Problem: Copy out all the records, word for word.

Listed entries:
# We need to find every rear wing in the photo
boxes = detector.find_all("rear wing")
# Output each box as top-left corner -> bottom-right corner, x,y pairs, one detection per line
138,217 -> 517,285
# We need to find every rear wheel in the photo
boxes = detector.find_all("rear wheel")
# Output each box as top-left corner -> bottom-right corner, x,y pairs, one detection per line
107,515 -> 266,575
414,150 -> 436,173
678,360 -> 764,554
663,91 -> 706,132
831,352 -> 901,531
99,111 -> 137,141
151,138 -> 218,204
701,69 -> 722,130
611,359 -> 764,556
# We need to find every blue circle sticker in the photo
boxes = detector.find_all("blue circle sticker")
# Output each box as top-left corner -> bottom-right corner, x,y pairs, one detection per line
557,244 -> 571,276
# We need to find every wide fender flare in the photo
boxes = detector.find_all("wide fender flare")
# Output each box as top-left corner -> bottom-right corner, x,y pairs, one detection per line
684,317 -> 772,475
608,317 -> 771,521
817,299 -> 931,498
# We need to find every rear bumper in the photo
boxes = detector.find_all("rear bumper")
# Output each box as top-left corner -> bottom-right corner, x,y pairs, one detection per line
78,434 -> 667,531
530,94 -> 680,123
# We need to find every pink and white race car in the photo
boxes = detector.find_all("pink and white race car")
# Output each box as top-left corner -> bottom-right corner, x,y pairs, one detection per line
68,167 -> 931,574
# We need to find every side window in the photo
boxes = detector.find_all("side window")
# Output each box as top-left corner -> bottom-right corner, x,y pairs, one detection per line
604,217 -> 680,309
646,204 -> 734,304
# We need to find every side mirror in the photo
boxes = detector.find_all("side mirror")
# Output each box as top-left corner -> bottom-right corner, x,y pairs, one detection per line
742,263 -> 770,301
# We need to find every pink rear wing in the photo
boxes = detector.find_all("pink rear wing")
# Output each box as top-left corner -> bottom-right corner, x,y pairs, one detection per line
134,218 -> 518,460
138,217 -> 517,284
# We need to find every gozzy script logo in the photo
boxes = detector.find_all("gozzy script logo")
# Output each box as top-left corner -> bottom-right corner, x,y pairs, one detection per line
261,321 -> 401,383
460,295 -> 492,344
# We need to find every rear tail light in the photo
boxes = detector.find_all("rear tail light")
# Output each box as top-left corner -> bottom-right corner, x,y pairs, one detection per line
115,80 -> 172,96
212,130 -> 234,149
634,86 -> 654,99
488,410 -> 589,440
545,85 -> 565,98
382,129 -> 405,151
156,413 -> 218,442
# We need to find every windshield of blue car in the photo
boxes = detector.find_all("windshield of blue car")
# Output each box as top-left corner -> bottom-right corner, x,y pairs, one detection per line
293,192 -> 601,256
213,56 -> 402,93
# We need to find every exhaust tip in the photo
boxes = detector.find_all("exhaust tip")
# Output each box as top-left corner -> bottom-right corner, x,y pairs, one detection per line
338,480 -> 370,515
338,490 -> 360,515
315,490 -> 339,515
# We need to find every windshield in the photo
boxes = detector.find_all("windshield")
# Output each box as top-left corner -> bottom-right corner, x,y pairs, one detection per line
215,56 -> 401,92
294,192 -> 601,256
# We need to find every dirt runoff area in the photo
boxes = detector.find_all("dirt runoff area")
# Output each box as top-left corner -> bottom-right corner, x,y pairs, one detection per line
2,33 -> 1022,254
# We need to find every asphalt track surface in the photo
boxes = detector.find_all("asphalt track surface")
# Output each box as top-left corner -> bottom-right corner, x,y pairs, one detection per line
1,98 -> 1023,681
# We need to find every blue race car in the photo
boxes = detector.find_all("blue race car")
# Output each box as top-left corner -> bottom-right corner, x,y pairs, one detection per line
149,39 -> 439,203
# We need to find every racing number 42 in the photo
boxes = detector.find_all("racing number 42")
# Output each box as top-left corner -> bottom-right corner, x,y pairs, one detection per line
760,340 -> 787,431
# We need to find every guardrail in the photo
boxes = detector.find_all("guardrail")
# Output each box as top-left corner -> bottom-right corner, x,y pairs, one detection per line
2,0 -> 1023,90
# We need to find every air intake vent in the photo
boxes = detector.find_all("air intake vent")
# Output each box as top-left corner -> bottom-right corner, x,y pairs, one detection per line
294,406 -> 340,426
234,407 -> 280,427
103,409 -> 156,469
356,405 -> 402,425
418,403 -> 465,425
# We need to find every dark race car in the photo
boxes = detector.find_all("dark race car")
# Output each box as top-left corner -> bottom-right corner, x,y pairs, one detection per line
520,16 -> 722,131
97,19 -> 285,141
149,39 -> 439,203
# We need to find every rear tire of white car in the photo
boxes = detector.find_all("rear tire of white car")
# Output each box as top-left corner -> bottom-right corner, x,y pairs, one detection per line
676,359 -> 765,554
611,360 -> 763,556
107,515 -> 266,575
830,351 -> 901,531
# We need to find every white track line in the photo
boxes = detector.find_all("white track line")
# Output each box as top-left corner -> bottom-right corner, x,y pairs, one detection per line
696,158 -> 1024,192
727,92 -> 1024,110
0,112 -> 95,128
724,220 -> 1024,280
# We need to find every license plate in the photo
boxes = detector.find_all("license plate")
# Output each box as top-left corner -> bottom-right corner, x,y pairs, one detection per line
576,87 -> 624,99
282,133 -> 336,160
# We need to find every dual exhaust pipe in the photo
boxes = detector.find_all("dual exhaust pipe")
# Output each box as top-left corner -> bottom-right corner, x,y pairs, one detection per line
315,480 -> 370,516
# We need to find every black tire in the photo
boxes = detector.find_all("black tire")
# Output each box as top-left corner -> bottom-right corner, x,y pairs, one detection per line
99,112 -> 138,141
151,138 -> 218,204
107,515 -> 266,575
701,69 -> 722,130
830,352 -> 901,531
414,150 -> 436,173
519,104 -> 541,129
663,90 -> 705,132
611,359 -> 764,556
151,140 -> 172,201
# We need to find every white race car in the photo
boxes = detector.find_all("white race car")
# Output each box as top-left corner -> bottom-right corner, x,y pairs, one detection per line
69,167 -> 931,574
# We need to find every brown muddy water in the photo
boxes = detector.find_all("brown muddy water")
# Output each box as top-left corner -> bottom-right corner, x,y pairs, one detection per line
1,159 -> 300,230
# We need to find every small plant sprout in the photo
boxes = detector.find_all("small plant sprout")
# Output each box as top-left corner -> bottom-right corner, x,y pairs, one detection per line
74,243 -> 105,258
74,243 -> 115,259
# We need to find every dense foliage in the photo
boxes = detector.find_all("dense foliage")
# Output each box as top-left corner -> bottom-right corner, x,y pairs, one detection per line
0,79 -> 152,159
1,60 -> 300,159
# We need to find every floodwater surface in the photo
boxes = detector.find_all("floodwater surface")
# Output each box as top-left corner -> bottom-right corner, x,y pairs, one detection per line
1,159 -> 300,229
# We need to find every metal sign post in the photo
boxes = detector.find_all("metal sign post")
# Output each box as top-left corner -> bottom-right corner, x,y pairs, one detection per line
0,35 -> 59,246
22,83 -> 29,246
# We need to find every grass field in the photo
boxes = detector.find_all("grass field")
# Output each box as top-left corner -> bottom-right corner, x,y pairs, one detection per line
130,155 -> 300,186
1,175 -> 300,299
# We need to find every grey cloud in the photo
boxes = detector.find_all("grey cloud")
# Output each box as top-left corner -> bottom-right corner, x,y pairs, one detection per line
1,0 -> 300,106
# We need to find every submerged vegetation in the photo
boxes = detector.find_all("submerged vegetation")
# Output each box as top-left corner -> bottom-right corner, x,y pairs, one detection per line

Response to this exercise:
# We need to find every rear wing in the photo
boxes = detector.find_all("rear wing")
# Output each box as top-left corner -> bottom-right corner, x,y pairs, one detection per line
138,217 -> 517,285
# We need to find every rear wheel in the photo
boxes = detector.find_all("rear wheel")
# Output each box as top-left corner -> bottom-right corner, x,y pairs, one detection per line
107,515 -> 266,575
414,150 -> 436,173
678,360 -> 764,554
663,91 -> 706,132
831,352 -> 901,531
99,111 -> 137,141
151,138 -> 218,204
701,69 -> 722,130
611,359 -> 764,556
# We need to find every blue circle sticker in the photo
boxes = detector.find_all("blue circle sticker")
# Output each box as top-left corner -> bottom-right corner, x,y pairs, one detection per line
557,244 -> 571,276
# We need to find every wide fender flare in the photo
boxes = detector.find_all("wide fender flare")
# Output each box as top-left corner -> bottom-right corner, x,y pairs, one detection per line
684,317 -> 772,475
608,317 -> 771,521
817,299 -> 931,498
# We need to find every rear bumper in the photo
boxes = detector.find_all("rear bumper")
# Output each box as top-left corner -> bottom-right corner, x,y pairs, one detection per line
78,434 -> 667,531
530,94 -> 680,123
# We need to find every pink and white race car in the photo
boxes = detector.find_all("pink and white race car")
# Output each box as top-left corner -> bottom-right corner, x,y pairs, one detection per line
68,167 -> 931,574
# We need to find every side window in the photo
boxes = detector.find_all("side window")
# Output each box as top-left corner -> bottom-right corner, x,y pairs, one detection per line
604,217 -> 680,309
646,204 -> 734,304
# We need to find every side mirror in the photo
boxes = detector.find_all("side mirror")
# Output each box as top-left corner -> bottom-right corner, x,y pairs, one detection per line
742,263 -> 770,301
# We need to find every pink rear wing in the photo
boxes = detector.find_all("pink rear wing")
# Output each box as top-left corner -> bottom-right corner, x,y pairs, one detection per line
134,218 -> 518,460
138,217 -> 517,284
# We need to find every gozzy script logo in the photo
boxes = detector.find_all("gozzy script logo")
# Output each box as top-left corner -> bottom-right corner, x,y pairs, one detection per line
261,321 -> 401,383
460,295 -> 492,344
# We need to find every rear tail light in the photo
boxes = detector.find_all("rear tail light")
# Output each box as top-left corner -> bottom-right corner, x,y pairs, one detection per line
115,80 -> 172,96
212,130 -> 234,149
634,86 -> 654,99
488,410 -> 589,440
545,85 -> 565,98
382,129 -> 405,151
156,413 -> 218,442
# We need to find every windshield of blue car in the photo
boxes = detector.find_all("windshield of blue car")
# Output each box as top-left corner -> bottom-right corner, x,y pairs, one detection per line
293,192 -> 601,256
213,56 -> 402,93
# We need to find every exhaust tip in the photo
boxes = detector.find_all("exhaust tip")
# Output each box as top-left corner -> bottom-right corner, x,y pairs, one detection per line
338,480 -> 370,515
338,490 -> 360,515
315,490 -> 339,515
# We need to find every windshield in the photo
boxes = detector.find_all("windshield")
# Output each box as top-left corner -> bottom-right corner, x,y pairs, one detection per line
215,56 -> 401,92
294,192 -> 601,256
# We need to find every dirt runoff area in the photo
boxes = detector.find_all("dirt runoff area")
# Output each box as top-left corner -> bottom-right corner, x,y pairs, one detection per line
2,33 -> 1022,254
# We need to find every asphalt track surface in the photo
boxes = detector.find_all("asphalt track surface")
# Output each box as top-left corner -> bottom-right corner, x,y pairs, one detection per line
1,98 -> 1023,681
# We need to find every blue race car in the photo
boxes = detector.find_all("blue race car")
# Output each box as top-left corner -> bottom-right corner, x,y pairs, one detection per line
149,39 -> 439,203
# We need to find every racing number 42 in the photo
boxes = detector.find_all("racing number 42")
# Output each box as top-left corner -> bottom-right corner, x,y pairs, one detection per line
760,340 -> 787,431
# We need to find every guardrail in the photo
boxes = detector.find_all("guardrail")
# Output each box as top-left corner -> bottom-right corner, x,y pairs, one detection per line
2,0 -> 1023,90
# We need to find every air intake vent in the photo
boxes = detector.find_all("air intake vent")
# Output each box as top-left corner -> bottom-right corner, x,y pairs, one detection per line
294,406 -> 340,426
234,407 -> 280,427
103,409 -> 156,469
356,405 -> 402,425
418,403 -> 465,425
# We need to find every dark race car in the photo
boxes = detector.find_all("dark race car")
# Output each box as top-left corner -> bottom-right corner, x,y pairs, one detection per line
520,16 -> 722,131
97,19 -> 285,141
149,39 -> 439,203
# We need to find every rear tire of white car in the photo
boxes = detector.find_all("rear tire of white car")
# Output each box as top-left corner -> bottom-right corner, x,y pairs, one detection per line
676,359 -> 765,554
611,360 -> 763,556
107,515 -> 266,575
830,351 -> 901,531
# We need to find every white track line in the photo
boxes = detector.find_all("white track line")
# Output each box as top-left corner -> bottom-right corner, x,y pairs, one detection per line
696,158 -> 1024,192
727,92 -> 1024,110
0,112 -> 95,128
724,220 -> 1024,280
# We need to find every license plate in the photo
boxes = detector.find_all("license plate")
# Output each box as top-left corner -> bottom-right corner, x,y pairs, one detection per line
576,87 -> 624,99
282,133 -> 336,160
# We need to find every dual exhaust pipe in the photo
boxes = detector.find_all("dual exhaust pipe")
# Output each box as top-left corner -> bottom-right corner, x,y pairs, one detection per line
315,480 -> 370,516
# We need to find every black tire in the photo
boxes = detector.find_all("black tire")
# Output each box as top-left corner -> bottom-right corner, x,y pairs, one detection per line
99,112 -> 138,141
151,138 -> 218,204
107,515 -> 266,575
701,69 -> 722,130
830,352 -> 901,531
414,150 -> 436,173
519,104 -> 541,129
663,90 -> 705,132
611,359 -> 764,556
151,140 -> 172,201
# We need to find every white race car in the photo
boxes = detector.find_all("white race car")
# Output each box as top-left corner -> bottom-right corner, x,y pairs, one detection per line
69,167 -> 931,574
# We need to find every brown muddy water in the photo
boxes = detector.find_all("brown muddy water")
# Output each box as top-left corner -> bottom-right corner, x,y pairs, one detection per line
1,159 -> 300,230
# We need to find every small plant sprout in the photo
boxes = detector.find_all("small plant sprout")
# Output each box as top-left corner -> bottom-right corner, x,y pairs, one detection per line
74,243 -> 105,258
74,243 -> 115,259
# We need to find every dense foliage in the photo
boxes = detector.find_all("dense foliage")
# Output each box as top-left corner -> bottom-right corner, x,y pairs, one detection per line
0,79 -> 152,159
1,60 -> 300,159
# We need to find every floodwater surface in the photo
boxes = detector.find_all("floodwater surface")
# Output each box as top-left corner -> bottom-right corner, x,y pairs, one detection per line
1,159 -> 300,229
# We need to find every metal sign post in the photo
boxes = detector.find_all("metal sign post")
# Output each box as top-left corner -> bottom-right corner, x,y pairs, one detection per line
0,35 -> 59,246
22,83 -> 29,246
# We need to find every grass field in the photo
boxes = detector.find_all("grass field")
# Output each box as top-left corner -> bottom-right corner, x,y pairs, one detection per line
130,155 -> 300,186
1,175 -> 300,299
# We need to find every grey cloud in the photo
boxes = detector.find_all("grey cloud")
# Output each box as top-left corner -> bottom-right corner, x,y pairs, one detection per line
1,0 -> 300,106
# We need to find every submerged vegetation in the photo
boxes = detector.find_all("submerged vegetation")
# Output each box as top-left corner -> bottom-right corner, x,y pairs, one detection per line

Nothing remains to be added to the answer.